----- Data in this exercise -----

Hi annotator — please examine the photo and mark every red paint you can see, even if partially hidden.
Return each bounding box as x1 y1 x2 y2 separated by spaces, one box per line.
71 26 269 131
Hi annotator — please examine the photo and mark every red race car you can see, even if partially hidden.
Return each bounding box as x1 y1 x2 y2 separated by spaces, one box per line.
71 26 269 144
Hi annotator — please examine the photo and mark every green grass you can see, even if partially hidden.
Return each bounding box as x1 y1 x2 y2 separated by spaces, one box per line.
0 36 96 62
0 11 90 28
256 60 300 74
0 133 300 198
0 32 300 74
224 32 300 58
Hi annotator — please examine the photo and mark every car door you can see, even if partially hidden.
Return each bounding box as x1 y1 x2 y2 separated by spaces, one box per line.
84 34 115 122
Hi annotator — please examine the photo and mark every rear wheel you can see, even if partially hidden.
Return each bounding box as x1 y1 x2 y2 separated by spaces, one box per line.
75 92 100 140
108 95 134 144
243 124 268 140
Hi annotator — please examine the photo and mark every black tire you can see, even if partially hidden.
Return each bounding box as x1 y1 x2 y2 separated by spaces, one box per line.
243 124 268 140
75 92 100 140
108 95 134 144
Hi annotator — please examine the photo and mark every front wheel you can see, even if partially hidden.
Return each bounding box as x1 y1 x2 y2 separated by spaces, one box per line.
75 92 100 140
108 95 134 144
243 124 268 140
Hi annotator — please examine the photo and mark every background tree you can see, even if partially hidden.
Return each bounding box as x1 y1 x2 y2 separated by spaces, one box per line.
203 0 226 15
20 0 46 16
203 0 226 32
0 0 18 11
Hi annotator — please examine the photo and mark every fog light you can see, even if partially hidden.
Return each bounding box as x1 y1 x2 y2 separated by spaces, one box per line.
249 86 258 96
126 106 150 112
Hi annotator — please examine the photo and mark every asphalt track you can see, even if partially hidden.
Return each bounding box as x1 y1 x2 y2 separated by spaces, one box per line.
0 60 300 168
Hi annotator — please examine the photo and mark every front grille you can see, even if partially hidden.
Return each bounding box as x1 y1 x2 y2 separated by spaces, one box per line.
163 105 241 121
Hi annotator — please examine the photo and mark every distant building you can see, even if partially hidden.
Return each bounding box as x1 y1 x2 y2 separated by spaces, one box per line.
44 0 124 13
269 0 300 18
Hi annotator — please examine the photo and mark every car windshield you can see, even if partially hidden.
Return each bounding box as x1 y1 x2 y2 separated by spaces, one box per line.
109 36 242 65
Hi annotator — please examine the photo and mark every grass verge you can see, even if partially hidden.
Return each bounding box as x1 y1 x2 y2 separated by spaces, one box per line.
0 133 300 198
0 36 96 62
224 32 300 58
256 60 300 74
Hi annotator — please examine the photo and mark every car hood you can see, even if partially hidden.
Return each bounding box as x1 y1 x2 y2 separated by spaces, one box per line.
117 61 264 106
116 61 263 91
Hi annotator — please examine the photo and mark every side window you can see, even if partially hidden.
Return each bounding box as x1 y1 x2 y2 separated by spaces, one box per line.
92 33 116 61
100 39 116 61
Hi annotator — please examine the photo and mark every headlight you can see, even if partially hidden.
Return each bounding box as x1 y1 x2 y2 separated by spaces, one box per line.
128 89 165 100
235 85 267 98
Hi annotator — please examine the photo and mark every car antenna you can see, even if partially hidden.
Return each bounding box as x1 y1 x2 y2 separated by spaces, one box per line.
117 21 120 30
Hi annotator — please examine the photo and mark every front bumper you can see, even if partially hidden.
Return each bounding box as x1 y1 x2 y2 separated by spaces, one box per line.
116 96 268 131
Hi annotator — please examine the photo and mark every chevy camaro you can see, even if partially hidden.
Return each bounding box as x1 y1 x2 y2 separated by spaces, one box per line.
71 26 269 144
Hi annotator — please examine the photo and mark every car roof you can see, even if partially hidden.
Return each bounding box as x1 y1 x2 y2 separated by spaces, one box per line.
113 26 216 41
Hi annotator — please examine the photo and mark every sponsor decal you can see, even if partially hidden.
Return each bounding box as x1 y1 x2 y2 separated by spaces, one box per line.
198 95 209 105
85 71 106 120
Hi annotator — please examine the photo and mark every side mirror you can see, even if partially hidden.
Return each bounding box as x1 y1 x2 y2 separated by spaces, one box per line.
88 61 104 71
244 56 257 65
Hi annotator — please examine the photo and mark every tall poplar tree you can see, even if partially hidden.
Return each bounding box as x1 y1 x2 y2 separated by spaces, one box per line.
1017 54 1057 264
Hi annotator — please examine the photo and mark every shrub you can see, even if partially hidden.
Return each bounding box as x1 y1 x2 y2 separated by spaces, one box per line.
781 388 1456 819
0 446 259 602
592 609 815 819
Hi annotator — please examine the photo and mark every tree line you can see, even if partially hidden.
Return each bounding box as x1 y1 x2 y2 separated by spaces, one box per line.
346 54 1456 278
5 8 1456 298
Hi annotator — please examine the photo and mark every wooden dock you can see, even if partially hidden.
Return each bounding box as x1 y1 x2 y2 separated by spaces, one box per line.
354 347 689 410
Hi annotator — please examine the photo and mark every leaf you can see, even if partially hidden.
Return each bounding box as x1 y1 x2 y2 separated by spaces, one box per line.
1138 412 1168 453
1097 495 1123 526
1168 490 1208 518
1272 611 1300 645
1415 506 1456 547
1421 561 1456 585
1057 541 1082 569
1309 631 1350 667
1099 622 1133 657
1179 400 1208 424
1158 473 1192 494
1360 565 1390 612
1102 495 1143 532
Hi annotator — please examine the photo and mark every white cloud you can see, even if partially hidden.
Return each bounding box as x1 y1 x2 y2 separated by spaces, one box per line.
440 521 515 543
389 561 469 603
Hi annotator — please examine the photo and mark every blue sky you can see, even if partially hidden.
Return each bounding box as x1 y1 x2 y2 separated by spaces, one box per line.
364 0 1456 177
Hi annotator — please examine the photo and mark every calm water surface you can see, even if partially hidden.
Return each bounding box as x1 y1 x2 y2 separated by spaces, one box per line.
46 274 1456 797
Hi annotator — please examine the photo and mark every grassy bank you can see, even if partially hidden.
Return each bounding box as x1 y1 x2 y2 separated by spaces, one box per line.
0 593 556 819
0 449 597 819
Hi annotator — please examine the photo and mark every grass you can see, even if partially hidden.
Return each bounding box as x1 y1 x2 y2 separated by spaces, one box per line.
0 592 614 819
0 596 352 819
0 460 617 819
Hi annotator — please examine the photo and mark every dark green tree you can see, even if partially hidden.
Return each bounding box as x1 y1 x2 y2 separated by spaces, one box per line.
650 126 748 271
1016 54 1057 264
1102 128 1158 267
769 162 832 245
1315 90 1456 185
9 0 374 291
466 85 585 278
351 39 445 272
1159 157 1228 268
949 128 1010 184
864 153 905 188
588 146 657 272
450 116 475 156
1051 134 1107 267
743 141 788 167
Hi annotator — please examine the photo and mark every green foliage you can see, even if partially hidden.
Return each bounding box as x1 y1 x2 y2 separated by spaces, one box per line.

-----
----- Data in this exercise -----

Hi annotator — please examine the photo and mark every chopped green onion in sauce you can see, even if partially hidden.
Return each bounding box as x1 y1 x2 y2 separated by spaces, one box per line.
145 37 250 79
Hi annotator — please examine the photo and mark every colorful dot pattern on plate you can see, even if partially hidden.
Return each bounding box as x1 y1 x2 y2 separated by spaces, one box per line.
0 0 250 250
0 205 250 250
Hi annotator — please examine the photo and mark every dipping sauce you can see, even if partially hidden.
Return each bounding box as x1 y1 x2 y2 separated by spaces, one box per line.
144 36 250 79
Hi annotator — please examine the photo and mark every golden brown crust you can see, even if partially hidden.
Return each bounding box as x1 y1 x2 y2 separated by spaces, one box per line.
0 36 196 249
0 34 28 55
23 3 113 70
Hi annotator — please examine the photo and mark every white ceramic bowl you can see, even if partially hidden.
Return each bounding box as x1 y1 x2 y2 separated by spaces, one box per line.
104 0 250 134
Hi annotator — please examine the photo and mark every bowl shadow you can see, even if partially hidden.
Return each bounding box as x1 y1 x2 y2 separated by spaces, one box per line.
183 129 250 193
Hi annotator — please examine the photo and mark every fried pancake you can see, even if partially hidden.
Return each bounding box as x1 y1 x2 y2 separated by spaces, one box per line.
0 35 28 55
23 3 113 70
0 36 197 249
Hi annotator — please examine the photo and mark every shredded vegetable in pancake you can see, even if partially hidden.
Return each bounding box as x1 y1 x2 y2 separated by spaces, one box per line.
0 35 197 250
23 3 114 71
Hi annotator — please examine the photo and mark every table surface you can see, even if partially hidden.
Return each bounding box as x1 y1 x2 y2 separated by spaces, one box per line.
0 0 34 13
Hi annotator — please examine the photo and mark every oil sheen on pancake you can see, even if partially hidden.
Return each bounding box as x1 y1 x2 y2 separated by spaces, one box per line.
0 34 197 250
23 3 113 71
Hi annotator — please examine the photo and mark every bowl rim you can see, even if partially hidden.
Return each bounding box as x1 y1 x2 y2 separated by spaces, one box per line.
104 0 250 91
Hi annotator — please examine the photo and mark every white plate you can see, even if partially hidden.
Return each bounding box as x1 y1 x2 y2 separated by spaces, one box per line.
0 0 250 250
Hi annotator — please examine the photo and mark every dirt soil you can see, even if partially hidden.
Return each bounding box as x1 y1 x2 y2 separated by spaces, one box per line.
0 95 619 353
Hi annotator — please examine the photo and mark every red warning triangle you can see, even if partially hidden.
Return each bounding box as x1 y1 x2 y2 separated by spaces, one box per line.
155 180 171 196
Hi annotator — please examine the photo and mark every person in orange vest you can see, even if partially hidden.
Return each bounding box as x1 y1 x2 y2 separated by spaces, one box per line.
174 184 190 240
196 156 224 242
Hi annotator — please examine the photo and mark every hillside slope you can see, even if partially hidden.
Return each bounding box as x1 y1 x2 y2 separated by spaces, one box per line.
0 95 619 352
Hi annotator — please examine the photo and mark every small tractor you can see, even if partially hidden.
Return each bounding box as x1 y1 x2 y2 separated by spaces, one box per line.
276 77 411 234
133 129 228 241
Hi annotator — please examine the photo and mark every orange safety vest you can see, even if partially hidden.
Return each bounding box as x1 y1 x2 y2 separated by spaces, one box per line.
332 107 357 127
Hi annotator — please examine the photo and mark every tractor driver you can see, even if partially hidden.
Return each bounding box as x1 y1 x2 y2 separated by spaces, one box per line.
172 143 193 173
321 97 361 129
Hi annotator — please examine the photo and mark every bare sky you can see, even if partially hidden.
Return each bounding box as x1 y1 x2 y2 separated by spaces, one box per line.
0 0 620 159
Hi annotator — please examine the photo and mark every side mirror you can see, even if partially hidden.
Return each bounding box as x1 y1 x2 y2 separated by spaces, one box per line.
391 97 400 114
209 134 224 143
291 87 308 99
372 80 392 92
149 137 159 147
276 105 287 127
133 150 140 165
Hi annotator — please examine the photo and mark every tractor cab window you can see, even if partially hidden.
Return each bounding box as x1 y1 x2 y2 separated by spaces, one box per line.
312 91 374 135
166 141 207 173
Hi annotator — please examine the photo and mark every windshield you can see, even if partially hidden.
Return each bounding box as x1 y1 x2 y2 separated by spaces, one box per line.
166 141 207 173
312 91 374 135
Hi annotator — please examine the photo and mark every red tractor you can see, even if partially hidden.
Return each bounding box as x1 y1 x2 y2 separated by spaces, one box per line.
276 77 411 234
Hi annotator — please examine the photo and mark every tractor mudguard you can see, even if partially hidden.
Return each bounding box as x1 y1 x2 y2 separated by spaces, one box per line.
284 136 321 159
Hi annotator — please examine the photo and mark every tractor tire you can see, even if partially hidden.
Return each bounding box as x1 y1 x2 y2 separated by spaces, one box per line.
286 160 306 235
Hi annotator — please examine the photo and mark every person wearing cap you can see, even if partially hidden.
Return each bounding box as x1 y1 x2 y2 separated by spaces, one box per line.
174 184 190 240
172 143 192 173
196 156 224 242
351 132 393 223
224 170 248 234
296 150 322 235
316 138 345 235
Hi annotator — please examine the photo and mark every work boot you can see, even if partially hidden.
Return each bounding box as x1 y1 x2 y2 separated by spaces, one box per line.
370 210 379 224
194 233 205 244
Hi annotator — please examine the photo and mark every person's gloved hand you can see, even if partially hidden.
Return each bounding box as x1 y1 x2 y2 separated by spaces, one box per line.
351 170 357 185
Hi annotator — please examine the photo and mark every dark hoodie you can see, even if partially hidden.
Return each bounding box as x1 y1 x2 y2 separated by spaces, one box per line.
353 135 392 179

-----
----- Data in this exercise -----

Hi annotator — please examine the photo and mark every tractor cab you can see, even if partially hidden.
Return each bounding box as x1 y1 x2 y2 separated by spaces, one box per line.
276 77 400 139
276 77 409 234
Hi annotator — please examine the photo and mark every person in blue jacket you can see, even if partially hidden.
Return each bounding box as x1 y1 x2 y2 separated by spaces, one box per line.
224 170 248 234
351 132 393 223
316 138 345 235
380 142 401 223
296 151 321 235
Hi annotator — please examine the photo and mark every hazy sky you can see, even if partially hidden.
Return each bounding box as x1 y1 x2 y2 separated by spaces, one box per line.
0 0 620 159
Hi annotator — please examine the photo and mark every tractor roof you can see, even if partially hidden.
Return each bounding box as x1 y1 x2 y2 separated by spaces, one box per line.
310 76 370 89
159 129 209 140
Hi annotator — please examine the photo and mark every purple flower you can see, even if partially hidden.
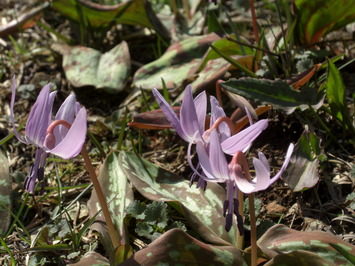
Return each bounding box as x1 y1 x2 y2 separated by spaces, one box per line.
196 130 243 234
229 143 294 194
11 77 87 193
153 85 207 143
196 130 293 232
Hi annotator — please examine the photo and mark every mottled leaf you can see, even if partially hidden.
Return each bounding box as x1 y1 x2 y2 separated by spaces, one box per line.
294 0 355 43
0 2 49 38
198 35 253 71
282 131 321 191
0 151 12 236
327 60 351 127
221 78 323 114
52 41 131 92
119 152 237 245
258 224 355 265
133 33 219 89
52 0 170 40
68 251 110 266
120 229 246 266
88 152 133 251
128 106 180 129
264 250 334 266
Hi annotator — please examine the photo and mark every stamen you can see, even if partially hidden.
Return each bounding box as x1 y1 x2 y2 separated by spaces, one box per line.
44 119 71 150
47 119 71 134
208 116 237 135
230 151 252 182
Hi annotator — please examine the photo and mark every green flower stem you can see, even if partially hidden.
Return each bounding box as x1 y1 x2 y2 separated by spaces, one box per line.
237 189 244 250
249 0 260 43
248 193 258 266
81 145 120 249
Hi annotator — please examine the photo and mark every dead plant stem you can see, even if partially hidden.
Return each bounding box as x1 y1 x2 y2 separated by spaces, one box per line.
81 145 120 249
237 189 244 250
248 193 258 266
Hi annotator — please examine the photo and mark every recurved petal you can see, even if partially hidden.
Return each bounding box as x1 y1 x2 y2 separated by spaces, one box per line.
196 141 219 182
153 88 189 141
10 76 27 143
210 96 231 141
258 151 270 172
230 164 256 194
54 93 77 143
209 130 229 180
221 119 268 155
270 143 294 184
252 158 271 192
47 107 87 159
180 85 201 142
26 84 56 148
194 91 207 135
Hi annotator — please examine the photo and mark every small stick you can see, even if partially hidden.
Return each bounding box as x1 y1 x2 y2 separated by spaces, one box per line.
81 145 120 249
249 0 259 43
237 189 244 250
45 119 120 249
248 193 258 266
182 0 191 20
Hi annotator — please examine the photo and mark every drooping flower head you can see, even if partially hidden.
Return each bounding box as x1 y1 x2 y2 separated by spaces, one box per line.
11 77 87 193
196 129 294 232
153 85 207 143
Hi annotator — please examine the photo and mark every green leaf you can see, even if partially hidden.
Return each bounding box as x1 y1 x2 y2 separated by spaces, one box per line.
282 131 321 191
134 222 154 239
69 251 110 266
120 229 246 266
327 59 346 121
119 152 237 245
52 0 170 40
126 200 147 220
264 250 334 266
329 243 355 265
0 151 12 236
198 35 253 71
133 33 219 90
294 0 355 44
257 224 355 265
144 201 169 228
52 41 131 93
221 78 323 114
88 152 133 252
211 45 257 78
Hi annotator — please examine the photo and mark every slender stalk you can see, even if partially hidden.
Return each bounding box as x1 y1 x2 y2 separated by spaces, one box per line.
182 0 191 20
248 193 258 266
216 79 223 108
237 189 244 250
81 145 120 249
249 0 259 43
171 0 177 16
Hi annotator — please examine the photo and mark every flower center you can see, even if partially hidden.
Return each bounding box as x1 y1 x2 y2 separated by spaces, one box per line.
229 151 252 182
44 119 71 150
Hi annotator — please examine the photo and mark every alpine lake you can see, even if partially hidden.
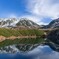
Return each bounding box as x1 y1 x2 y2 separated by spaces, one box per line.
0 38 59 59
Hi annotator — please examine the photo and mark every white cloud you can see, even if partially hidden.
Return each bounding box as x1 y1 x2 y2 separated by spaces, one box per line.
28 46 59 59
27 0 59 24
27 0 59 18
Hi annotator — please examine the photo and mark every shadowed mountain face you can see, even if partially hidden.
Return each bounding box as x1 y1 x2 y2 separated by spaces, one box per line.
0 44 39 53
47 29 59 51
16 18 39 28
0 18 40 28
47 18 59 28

-----

Prompt - Write out the lines of the records verbatim, from the line containing "Hi annotator — please examine the photo and mark every person's" to the line containing "351 170 357 185", including both of those lines.

Solved exercise -
Hi annotator — please examine the photo and mark every person's gloved hand you can see, even if partially hidden.
Return each bounding box as x1 y1 x2 y2 separated by spaces, one box per line.
351 170 357 185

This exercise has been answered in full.